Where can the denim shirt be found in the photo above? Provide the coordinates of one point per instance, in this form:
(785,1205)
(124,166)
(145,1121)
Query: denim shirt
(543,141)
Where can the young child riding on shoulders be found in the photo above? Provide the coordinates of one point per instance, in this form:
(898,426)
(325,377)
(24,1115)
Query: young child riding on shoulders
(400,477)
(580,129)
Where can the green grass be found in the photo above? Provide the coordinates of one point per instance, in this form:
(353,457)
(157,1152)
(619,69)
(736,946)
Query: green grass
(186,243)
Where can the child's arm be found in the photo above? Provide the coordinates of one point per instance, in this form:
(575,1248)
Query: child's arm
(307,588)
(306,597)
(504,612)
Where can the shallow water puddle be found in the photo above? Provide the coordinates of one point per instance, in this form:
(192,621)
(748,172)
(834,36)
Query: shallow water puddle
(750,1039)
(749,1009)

■ What is needed:
Print each of the records above verbatim, reproducing every line without alteration.

■ Exercise output:
Where can the denim shirt be found in the photo above? Provide the coordinates of one point per instance, in this form:
(785,1205)
(124,166)
(145,1121)
Query: denim shirt
(543,141)
Where can the young child riding on shoulders be found in the photo above? Provide the coordinates of one point per instance, in this form:
(898,426)
(325,377)
(24,1115)
Query: young child riding on shoulders
(400,477)
(580,129)
Where can the green grass be found in the photo above? Provide the coordinates of one point per instance, in this form:
(353,457)
(157,1152)
(619,69)
(736,946)
Query: green grass
(186,243)
Where can the child's arm be found in the photo above? Provide the coordinates of one point per instance, in this form:
(575,1248)
Query: child's arm
(307,588)
(306,597)
(504,612)
Where can the shallow water puddle be found in the photo above? Provide the coordinates of one point per instance, in this form:
(192,621)
(748,172)
(834,36)
Query: shallow water puddle
(750,1039)
(749,1009)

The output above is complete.